● **TASK TO COMPLETE**:
Find every line in the entries below that contains the word "target", and copy each of those lines.

● **GIVEN RECORDS**:

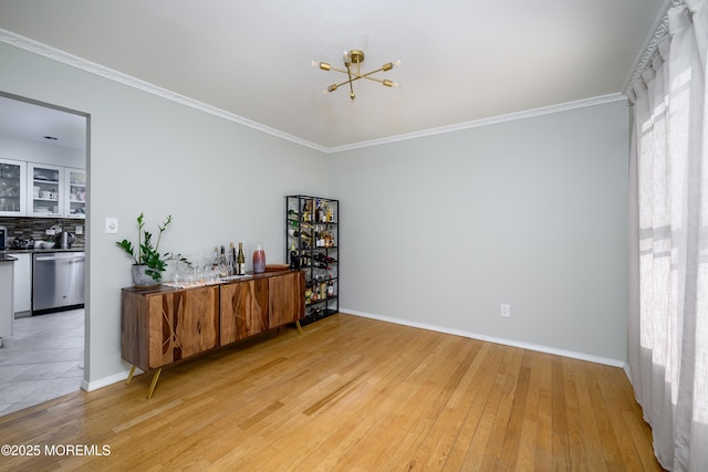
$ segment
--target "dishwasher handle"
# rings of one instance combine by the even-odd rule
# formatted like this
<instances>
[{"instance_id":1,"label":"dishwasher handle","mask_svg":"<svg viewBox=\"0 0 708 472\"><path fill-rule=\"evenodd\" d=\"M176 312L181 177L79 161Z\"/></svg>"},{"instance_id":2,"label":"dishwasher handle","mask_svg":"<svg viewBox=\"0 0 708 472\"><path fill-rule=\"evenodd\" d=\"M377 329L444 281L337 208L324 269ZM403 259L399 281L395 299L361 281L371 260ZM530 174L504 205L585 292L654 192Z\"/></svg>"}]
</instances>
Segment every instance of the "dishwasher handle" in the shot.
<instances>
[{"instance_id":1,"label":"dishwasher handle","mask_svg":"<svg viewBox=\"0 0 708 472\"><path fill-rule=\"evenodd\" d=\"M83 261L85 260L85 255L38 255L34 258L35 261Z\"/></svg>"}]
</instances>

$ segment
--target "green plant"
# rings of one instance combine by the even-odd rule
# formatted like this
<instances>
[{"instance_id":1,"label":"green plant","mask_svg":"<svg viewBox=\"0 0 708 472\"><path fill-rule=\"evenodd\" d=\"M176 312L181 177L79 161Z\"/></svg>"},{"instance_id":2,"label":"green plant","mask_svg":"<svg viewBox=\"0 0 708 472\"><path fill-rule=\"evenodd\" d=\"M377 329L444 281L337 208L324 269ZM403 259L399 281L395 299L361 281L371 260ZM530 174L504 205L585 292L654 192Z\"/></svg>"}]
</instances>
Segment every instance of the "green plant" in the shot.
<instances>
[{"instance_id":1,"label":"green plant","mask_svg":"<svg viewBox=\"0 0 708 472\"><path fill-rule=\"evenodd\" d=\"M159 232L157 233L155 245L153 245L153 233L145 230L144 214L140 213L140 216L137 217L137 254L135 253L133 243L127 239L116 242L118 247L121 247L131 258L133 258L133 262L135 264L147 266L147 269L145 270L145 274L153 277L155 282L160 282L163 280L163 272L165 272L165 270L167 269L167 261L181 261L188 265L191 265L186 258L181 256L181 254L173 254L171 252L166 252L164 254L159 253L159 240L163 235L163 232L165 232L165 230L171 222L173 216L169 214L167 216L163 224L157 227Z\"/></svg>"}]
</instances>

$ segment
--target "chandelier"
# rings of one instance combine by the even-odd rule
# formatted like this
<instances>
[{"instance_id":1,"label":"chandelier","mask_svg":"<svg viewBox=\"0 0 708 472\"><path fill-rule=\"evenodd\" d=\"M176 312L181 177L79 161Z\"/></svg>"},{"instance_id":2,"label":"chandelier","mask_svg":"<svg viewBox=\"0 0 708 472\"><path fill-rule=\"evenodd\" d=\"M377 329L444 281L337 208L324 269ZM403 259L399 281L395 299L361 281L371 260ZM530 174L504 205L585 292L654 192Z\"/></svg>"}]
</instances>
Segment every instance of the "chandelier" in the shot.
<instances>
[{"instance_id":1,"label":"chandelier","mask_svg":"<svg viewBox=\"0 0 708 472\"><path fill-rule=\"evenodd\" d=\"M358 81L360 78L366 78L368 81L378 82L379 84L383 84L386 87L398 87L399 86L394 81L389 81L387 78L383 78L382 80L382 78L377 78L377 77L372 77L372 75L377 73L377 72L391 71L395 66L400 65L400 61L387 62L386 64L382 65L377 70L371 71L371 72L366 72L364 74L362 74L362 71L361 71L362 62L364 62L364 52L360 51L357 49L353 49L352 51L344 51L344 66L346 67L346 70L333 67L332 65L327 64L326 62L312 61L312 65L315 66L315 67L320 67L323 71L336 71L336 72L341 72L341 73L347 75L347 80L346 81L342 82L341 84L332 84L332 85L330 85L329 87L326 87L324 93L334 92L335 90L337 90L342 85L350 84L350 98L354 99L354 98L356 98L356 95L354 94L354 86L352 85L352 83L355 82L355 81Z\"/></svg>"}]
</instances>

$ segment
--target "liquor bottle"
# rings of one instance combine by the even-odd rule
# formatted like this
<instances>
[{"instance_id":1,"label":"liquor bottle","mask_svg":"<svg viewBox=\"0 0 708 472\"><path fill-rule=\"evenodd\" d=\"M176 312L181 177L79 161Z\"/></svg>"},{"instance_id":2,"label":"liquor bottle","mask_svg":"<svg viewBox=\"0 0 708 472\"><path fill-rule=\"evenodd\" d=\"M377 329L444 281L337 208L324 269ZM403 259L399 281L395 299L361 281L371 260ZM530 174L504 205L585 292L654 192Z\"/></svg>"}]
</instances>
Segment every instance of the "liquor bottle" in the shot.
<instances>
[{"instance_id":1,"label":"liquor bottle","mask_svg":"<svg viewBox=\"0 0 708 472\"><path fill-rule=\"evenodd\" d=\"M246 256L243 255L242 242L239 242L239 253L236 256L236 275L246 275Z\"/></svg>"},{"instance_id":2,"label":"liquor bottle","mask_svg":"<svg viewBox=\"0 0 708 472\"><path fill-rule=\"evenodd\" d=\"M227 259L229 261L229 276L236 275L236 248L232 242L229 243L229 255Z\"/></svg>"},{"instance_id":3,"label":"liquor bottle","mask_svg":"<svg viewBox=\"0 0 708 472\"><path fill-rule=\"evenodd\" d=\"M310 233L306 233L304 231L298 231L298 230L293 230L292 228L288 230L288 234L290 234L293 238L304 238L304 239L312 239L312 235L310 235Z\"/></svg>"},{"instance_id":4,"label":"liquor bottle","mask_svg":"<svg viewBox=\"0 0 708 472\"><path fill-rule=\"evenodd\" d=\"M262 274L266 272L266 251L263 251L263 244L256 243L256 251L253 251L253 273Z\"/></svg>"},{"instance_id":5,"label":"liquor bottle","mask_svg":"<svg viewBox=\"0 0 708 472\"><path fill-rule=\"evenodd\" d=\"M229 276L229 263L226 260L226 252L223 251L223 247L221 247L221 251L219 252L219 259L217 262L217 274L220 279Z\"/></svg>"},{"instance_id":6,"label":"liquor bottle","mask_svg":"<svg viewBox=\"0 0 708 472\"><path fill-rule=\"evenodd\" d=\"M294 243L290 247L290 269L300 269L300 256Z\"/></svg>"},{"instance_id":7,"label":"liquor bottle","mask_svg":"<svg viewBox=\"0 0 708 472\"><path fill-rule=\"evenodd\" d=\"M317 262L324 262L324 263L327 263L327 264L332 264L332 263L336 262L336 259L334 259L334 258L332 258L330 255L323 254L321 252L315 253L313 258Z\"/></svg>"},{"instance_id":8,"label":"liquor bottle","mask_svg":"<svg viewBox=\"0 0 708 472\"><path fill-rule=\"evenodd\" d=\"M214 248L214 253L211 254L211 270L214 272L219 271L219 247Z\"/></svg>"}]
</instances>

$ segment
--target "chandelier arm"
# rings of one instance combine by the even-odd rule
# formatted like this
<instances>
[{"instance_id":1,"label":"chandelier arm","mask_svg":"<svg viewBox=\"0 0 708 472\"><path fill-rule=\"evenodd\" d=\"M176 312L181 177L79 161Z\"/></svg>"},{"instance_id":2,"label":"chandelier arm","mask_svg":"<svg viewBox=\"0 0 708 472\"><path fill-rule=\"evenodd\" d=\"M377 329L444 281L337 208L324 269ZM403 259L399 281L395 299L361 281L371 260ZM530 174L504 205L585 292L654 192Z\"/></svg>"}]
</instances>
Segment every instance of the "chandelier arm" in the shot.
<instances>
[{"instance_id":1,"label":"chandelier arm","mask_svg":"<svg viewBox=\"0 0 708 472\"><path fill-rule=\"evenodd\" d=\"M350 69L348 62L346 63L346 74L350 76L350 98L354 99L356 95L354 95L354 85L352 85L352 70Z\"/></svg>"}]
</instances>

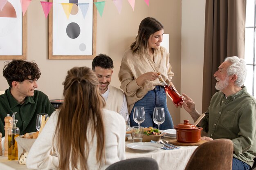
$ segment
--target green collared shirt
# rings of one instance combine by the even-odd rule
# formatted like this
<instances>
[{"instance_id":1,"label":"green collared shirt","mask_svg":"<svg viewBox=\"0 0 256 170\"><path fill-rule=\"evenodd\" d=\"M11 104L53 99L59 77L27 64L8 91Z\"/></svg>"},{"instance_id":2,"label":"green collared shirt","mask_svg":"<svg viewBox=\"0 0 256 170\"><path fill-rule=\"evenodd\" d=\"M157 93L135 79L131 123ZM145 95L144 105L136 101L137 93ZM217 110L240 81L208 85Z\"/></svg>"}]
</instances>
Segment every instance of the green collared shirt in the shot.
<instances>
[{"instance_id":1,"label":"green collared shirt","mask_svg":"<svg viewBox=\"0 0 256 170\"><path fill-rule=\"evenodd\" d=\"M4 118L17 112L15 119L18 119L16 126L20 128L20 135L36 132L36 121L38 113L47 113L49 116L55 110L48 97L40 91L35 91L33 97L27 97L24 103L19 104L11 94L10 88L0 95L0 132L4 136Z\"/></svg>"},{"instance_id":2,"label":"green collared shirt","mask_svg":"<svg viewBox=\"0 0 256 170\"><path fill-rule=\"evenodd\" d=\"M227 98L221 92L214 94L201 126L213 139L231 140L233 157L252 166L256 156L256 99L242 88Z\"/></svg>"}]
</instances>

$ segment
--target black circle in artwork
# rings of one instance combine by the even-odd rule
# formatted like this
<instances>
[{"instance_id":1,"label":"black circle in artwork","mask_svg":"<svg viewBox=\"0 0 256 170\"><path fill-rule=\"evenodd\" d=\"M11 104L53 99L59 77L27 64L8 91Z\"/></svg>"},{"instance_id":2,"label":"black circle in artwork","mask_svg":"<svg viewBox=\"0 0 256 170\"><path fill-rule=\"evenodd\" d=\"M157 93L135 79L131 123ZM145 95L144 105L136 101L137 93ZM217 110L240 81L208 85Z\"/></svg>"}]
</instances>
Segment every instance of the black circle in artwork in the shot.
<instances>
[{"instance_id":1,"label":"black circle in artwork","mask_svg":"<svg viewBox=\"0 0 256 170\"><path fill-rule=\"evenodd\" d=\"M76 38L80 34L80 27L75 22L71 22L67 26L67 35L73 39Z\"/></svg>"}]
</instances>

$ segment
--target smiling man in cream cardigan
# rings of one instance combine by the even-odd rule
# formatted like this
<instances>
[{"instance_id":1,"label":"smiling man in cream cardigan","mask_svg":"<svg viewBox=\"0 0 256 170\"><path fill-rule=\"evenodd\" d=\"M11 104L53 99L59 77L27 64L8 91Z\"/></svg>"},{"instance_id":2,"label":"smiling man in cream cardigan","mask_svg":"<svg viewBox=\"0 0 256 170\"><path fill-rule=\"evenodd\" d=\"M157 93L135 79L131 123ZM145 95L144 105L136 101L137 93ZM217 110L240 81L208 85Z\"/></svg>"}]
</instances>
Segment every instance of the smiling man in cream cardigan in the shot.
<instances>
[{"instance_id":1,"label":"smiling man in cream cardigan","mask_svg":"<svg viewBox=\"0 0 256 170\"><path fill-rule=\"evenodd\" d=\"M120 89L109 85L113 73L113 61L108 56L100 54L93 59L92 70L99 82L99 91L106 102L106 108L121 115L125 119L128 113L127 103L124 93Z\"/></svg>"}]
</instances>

● **CORRECT OUTPUT**:
--target "dishwasher handle"
--target "green plant"
--target "chandelier"
--target "liquor bottle"
--target "chandelier arm"
--target green collared shirt
--target black circle in artwork
--target smiling man in cream cardigan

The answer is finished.